__Excerpted passage__
* * * * *

One might say that the practice of law is more akin to weather forecasting than to engineering. As Oliver Wendell Holmes Jr. famously said, "The prophecies of what the courts will do in fact, and nothing more pretentious, are what I mean by the law." [0] The basis for prediction is, in essence, looking to the outcomes of past power struggles between people who wanted what they wanted and sought to enlist others — courts, legislators, executives, the populace — in their cause.

Equally famously, Holmes said: "The life of the law has not been logic; it has been experience. The felt necessities of the time, the prevalent moral and political theories, intuitions of public policy, avowed or unconscious, and even the prejudices which judges share with their fellow-men, have had a good deal more to do than syllogism in determining the rules by which men should be governed. The law embodies the story of a nation's development through many centuries, and it cannot be dealt with as if it contained only the axioms and corollaries of a book of mathematics." [1]

[0] O.W. Holmes, Jr., The Path of the Law, 10 Harvard Law Review 457 (1897), https://www.constitution.org/lrev/owh/path_law.htm

[1] O.W. Holmes, Jr., The Common Law, https://www.gutenberg.org/ebooks/2449

vonmoltke · 7 years ago
> In first reading legal opinions when I started law school, I was handicapped by subconsciously imagining law to be a knowable engineering discipline, with accepted rules that could be learned and predictably applied.

That seems to be the fatal weakness of every legal discussion on HN: too many people here think this way.

geofft · 7 years ago
It seems like it's more like the part of software engineering that's "Figure out how to get a pull request accepted" or "Run git log and determine why this change was made" or "Present your work convincingly at a conference" than the part of software engineering that's "Fix warnings and pass tests." You're still working with systems, in a broad sense: you're working with systems of people with fairly discoverable incentives and desires. But they're very different from systems that run on your computer.
qrbLPHiKpiux · 7 years ago
> This means that Ameri- can legal opinions today are littered with weird French terms. Ex- amples include plaintiff, defendant, tort, contract, crime, judge, attorney, counsel, court, verdict, party, appeal, evidence, and jury.

I had no idea!

WrtCdEvrydy · 7 years ago
To be honest, I didn't know any of those were french words.
mlevental · 7 years ago
Can anyone suggest a book a lay person can read to be better educated about how to understand/engage with rigorous law? like save for reading a civ pro, con law, and torts book i don't know what i should do.

* * * * *

__Short problem a__
In the records, begin at the first line and stop after the line containing "[88, 115, 137, 202]". Reproduce those lines with "child" changed to "kid" and everything else left as is.
The records have no connection to the text about law.

* * * * *

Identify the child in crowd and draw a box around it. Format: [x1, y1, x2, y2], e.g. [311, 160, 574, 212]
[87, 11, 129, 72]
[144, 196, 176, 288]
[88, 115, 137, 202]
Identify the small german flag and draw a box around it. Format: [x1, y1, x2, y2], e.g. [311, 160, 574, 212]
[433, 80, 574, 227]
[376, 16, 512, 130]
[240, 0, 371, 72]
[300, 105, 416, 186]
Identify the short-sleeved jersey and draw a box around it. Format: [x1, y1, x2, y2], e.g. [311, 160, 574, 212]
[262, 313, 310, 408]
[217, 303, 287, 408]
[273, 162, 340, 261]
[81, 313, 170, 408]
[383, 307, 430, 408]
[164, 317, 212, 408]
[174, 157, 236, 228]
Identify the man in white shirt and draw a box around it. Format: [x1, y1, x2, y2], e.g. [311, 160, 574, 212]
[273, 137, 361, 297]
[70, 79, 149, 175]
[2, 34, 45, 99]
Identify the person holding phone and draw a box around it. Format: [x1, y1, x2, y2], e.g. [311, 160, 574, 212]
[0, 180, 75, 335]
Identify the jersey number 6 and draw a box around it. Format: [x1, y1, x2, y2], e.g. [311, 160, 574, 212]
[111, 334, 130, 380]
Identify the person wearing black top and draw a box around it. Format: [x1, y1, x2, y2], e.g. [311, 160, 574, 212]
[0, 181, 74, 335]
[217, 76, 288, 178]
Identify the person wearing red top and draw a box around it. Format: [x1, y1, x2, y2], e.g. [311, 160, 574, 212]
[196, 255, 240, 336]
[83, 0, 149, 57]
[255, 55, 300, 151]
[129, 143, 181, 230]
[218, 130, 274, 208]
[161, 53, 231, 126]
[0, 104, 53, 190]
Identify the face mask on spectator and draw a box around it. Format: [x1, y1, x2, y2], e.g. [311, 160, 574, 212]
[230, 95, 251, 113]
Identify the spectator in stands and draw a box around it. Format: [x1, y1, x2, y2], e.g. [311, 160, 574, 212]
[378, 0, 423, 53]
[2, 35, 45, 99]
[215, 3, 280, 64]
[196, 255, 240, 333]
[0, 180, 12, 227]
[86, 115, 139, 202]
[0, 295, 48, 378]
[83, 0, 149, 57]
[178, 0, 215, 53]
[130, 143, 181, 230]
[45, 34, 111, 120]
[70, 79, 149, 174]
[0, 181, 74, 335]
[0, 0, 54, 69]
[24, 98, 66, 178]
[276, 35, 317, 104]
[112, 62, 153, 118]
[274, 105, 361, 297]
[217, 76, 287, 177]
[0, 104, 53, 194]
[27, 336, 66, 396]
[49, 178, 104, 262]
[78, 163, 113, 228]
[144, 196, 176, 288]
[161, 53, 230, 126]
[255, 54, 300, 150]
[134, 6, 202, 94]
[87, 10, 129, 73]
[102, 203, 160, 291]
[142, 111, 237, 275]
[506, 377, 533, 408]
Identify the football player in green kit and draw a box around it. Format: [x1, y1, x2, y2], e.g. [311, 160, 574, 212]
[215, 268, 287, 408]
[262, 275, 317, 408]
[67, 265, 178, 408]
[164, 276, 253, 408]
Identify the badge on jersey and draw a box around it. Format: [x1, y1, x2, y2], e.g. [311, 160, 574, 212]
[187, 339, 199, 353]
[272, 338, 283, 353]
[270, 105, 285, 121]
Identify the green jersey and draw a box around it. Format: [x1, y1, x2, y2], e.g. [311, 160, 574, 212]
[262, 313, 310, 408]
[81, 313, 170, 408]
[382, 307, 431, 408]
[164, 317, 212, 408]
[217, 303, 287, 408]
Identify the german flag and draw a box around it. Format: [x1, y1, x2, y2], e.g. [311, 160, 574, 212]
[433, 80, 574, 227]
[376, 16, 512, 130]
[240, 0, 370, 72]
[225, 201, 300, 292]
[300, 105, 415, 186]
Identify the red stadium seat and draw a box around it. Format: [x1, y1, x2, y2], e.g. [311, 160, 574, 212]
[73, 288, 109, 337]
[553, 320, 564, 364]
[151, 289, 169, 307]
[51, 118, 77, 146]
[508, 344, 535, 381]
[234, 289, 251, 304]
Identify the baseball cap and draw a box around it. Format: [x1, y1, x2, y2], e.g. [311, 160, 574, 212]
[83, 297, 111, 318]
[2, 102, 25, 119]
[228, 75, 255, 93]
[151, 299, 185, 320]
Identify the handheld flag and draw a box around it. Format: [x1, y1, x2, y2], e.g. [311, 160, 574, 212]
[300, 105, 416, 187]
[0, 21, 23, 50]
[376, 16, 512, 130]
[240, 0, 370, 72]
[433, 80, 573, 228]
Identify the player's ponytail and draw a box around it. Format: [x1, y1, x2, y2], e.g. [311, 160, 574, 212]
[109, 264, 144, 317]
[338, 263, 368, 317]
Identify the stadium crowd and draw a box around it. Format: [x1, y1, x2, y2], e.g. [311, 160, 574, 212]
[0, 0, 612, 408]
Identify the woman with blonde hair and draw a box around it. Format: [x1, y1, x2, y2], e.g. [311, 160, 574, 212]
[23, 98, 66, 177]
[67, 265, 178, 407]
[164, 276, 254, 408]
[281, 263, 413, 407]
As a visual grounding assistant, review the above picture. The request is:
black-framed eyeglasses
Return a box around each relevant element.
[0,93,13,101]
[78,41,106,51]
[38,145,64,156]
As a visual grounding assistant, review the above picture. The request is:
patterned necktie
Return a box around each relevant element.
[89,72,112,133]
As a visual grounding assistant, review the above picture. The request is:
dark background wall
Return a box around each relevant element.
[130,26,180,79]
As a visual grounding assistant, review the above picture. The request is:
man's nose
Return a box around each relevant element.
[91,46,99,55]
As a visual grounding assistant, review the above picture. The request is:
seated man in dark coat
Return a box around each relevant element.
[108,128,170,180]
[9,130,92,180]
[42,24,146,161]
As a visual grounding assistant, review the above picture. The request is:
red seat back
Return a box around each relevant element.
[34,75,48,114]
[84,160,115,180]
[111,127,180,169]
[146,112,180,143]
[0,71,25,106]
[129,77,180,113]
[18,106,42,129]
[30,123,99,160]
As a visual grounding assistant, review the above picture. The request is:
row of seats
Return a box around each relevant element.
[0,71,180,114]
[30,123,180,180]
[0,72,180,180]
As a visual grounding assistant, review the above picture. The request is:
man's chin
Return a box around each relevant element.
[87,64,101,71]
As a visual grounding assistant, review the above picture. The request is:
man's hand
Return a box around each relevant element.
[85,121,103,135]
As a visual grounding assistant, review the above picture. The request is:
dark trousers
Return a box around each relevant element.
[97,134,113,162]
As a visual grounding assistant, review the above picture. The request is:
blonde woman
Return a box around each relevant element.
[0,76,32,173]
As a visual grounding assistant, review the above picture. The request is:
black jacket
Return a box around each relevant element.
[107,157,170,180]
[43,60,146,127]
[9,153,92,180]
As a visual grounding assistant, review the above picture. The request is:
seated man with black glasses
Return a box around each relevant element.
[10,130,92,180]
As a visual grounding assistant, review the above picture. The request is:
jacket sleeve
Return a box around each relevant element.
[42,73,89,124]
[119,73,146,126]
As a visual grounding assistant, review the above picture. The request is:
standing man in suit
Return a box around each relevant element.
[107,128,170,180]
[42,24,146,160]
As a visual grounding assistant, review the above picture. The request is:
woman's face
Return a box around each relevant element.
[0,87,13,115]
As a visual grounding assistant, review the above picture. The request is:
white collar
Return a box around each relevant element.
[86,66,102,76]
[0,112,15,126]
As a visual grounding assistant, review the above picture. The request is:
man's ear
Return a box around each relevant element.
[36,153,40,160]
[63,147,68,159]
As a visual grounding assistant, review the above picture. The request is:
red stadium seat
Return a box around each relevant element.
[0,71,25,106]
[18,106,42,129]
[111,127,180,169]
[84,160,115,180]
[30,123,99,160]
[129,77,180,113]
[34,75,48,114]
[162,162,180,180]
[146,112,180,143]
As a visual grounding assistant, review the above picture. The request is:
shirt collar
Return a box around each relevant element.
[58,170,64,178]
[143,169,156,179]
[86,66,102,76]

* * * * *

__Short problem b__
Shorten the paragraph of the text about law that begins "One might say that the practice of law," keeping its main facts.

__Task response a__
Identify the kid in crowd and draw a box around it. Format: [x1, y1, x2, y2], e.g. [311, 160, 574, 212]
[87, 11, 129, 72]
[144, 196, 176, 288]
[88, 115, 137, 202]

__Task response b__
Practicing law resembles weather forecasting more than engineering. Holmes defined law as prophecies of what courts will actually do. Such predictions rest on the outcomes of past power struggles. In those struggles, people pursued what they wanted and tried to enlist courts, legislators, executives, or the populace to their cause.